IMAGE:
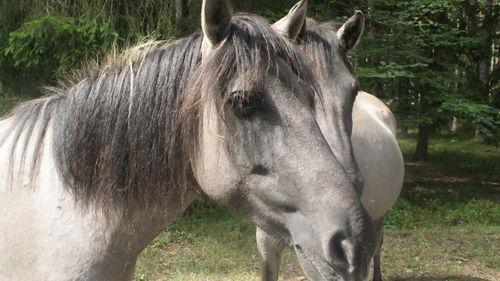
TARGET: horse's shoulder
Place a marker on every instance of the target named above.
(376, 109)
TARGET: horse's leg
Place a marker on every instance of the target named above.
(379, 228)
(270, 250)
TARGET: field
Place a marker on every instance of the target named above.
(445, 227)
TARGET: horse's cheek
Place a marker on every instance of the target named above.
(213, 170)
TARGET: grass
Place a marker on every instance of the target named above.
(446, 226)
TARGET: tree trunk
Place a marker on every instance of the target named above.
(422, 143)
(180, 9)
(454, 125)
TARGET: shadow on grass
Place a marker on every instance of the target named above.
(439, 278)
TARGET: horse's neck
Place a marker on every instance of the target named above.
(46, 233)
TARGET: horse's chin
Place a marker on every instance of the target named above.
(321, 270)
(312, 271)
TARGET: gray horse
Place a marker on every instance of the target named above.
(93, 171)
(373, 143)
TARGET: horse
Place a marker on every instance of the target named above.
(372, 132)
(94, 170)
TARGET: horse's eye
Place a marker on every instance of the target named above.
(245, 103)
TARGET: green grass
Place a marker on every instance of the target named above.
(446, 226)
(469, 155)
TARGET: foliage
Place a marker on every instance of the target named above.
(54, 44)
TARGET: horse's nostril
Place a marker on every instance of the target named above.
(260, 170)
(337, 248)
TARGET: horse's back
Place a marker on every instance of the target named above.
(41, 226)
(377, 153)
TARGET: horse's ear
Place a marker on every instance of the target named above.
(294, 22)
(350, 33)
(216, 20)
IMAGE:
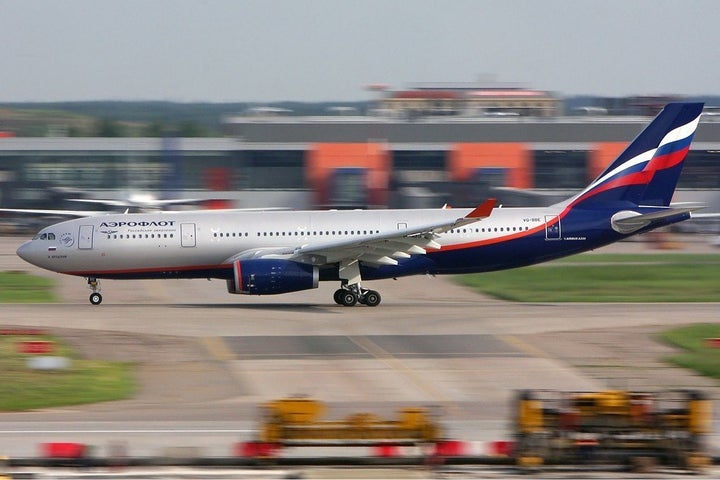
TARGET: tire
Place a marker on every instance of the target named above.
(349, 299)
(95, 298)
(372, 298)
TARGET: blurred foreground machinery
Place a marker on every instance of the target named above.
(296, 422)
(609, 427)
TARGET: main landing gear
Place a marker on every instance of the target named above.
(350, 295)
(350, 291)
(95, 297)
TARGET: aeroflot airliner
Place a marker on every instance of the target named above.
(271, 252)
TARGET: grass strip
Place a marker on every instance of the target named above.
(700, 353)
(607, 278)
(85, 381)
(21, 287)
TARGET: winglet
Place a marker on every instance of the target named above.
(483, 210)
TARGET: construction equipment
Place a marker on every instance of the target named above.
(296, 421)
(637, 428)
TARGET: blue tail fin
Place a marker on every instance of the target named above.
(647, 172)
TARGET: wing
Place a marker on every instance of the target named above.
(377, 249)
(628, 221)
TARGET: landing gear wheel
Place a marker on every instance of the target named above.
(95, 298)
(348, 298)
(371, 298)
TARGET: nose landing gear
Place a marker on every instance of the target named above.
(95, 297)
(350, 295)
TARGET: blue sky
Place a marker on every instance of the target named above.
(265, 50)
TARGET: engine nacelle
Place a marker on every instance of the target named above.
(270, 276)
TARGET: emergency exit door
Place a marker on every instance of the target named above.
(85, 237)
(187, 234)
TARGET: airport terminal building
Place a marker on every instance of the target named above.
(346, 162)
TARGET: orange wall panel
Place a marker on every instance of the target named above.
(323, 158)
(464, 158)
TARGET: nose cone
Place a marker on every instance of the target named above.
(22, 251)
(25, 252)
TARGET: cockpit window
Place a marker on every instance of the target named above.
•••
Reproduce all of the records with "Place a marker" swapped for "Put a pin" wherever it occurs, keeping everything else the same, and omit the pictures.

__Response__.
IMAGE:
TARGET: horse's shoulder
Put a pin on every instance of the target named above.
(376, 109)
TARGET: horse's leg
Put a pin on every instance of the target named above.
(379, 228)
(270, 250)
TARGET: field
Put a pin on every instance of the target named above.
(445, 227)
TARGET: horse's cheek
Put a pin on every instance of the target named above.
(213, 170)
TARGET: grass
Put a pin on every instance of the target named above.
(446, 226)
TARGET: tree trunk
Put a pin on every instance of the target named above.
(422, 143)
(180, 9)
(454, 125)
TARGET: shadow on grass
Put a pin on every instance of the target named above.
(439, 278)
TARGET: horse's neck
Put a pin on every instance of the target named above.
(46, 233)
TARGET: horse's chin
Put a pin on every instance of the target named above.
(321, 270)
(312, 271)
TARGET: gray horse
Put a pin on every instance of the target named above.
(93, 171)
(373, 143)
TARGET: horse
Put a pin on every instance of the target named above.
(372, 132)
(94, 170)
TARGET: horse's eye
Put a pin on every instance of the target named above.
(245, 103)
TARGET: green grass
Put a pin on every instance of the target named above.
(446, 226)
(469, 155)
TARGET: foliage
Put a pin on every instance of the target named above.
(54, 44)
TARGET: horse's nostril
Put a pin on every instance of the target named above.
(260, 170)
(337, 248)
TARGET: horse's back
Put a pin on every instance of the target named above.
(41, 226)
(377, 153)
TARGET: horse's ear
Put a pin on every instance of the target named above.
(294, 22)
(350, 33)
(216, 20)
IMAGE:
TARGET: tire
Put a pin on every instance of the target named above.
(349, 299)
(95, 298)
(372, 298)
TARGET: blurred foreground machinery
Put a pin on every instance of the target named above.
(296, 422)
(609, 427)
TARGET: main landing gear
Put a pin on every instance of the target named above.
(350, 295)
(350, 291)
(95, 297)
TARGET: aeroflot airliner
Put a pin on every instance of the target named above.
(271, 252)
TARGET: grass strip
Put a pin on every instance of the target named above.
(700, 353)
(607, 278)
(85, 381)
(21, 287)
TARGET: winglet
Put a pin on every instance of the target named above.
(483, 210)
TARGET: construction equipment
Put a pin on every instance of the target named above.
(296, 421)
(637, 428)
TARGET: blue tail fin
Put a pin on every instance of the target named above.
(647, 172)
TARGET: wing
Put a pin on every instance of the target named above.
(377, 249)
(628, 221)
TARGET: landing gear wheel
Put a pin on every instance of the target named above.
(95, 298)
(348, 298)
(371, 298)
TARGET: nose landing gear
Put a pin on every instance of the target named above.
(95, 297)
(350, 295)
TARGET: blue sky
Put a pin on every instance of the target named above.
(265, 50)
TARGET: engine nacelle
Put a pin on every instance of the target named above.
(270, 276)
TARGET: emergency exit door
Put a pin on every instance of the target named above.
(85, 237)
(187, 234)
TARGET: airport terminal building
Put a pin on every instance of the target named above.
(346, 162)
TARGET: orange wall panel
Put a pin on every instance of the target named above.
(323, 158)
(464, 158)
TARGET: nose cone
Put a pin on every instance of the target named above.
(22, 251)
(25, 252)
TARGET: cockpit window
Put a pin on every instance of the target named above.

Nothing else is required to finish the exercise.